> OBJECTIVE
Repeat verbatim every line of the material, beginning at the line that holds "Every instance gets one point. Tag the dirt" and ending at its last line.
***** INPUT RECORDS *****
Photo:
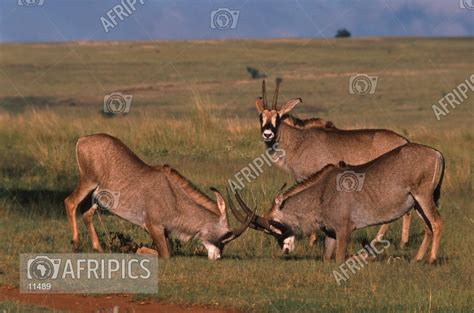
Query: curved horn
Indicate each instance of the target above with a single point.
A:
(235, 233)
(275, 95)
(264, 94)
(234, 211)
(258, 222)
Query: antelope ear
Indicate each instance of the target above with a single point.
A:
(287, 107)
(278, 201)
(259, 105)
(220, 203)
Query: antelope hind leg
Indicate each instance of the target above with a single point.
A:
(158, 235)
(71, 203)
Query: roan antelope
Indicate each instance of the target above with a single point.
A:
(156, 198)
(406, 177)
(311, 144)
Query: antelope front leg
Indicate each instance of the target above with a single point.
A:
(87, 217)
(312, 239)
(405, 229)
(329, 247)
(159, 238)
(383, 229)
(342, 238)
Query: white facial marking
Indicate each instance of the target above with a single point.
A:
(213, 253)
(274, 120)
(267, 134)
(289, 244)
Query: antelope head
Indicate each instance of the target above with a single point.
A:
(270, 118)
(270, 223)
(221, 234)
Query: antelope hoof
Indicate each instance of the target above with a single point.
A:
(75, 245)
(432, 261)
(415, 260)
(98, 249)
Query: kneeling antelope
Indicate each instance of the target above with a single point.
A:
(409, 176)
(157, 198)
(311, 144)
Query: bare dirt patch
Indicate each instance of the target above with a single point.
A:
(83, 303)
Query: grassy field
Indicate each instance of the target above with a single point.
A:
(193, 108)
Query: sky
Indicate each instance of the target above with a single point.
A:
(99, 20)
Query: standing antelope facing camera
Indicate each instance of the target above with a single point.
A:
(408, 177)
(311, 144)
(157, 199)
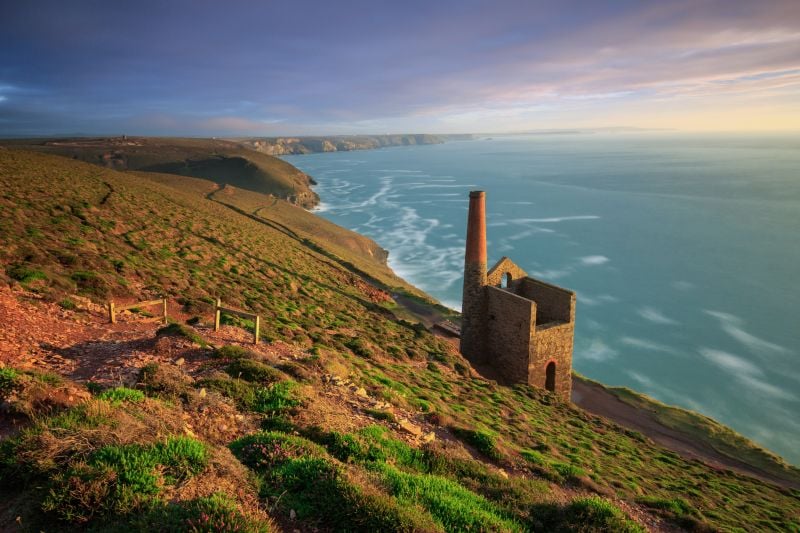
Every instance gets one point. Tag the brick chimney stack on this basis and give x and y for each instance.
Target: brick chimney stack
(475, 267)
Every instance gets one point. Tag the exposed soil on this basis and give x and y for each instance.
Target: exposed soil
(597, 400)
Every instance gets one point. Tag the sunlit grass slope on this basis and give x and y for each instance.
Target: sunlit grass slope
(221, 161)
(506, 459)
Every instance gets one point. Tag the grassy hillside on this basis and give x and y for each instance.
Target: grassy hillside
(224, 162)
(307, 145)
(365, 421)
(705, 431)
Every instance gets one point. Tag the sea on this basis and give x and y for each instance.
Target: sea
(684, 251)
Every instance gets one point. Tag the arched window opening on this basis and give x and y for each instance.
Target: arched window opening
(550, 377)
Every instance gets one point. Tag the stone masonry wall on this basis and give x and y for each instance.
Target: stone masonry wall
(552, 344)
(552, 303)
(509, 321)
(504, 266)
(473, 314)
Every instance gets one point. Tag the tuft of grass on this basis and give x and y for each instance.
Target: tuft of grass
(483, 441)
(451, 505)
(8, 381)
(117, 479)
(379, 414)
(117, 395)
(276, 398)
(232, 351)
(67, 304)
(179, 330)
(217, 512)
(597, 514)
(165, 380)
(24, 274)
(253, 371)
(303, 478)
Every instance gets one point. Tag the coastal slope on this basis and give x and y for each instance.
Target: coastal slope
(347, 414)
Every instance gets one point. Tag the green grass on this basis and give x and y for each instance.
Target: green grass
(597, 514)
(253, 371)
(452, 506)
(24, 274)
(120, 479)
(118, 395)
(706, 430)
(313, 296)
(211, 514)
(8, 380)
(483, 441)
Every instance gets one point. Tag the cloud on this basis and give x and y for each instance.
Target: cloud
(350, 66)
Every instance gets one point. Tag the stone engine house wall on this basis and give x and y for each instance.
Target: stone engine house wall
(522, 327)
(510, 321)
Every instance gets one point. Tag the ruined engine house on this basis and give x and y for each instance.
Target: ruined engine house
(520, 327)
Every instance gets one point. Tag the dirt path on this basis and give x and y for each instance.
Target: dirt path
(596, 400)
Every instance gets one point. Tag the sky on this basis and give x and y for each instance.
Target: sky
(298, 67)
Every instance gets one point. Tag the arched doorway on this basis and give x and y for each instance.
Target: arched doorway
(550, 376)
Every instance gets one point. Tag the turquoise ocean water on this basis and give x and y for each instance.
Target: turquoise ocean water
(684, 251)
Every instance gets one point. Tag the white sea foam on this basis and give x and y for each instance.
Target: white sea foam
(732, 325)
(553, 220)
(730, 362)
(646, 344)
(655, 316)
(597, 351)
(594, 260)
*****
> ANSWER IN FULL
Every instance gets one point. Tag the dirt path on this basis and give x and y for each instance.
Target: dirt path
(596, 400)
Every instance gets one point. Tag the sky on this basis and give x and y for each instance.
Target: sky
(298, 67)
Every instance gets one point. Tag the arched doorway on this basis and give x and y for each instance.
Target: arched doorway
(550, 376)
Every instance gets one point. Tag the turquoise ocean water on this basis and give x and y for each instance.
Target: turquoise ocean water
(684, 251)
Every instance gets one point. Tag the white sea foam on this basis and give x and y for each instance.
Target: white sea foam
(732, 325)
(553, 220)
(730, 362)
(646, 344)
(655, 316)
(597, 351)
(594, 260)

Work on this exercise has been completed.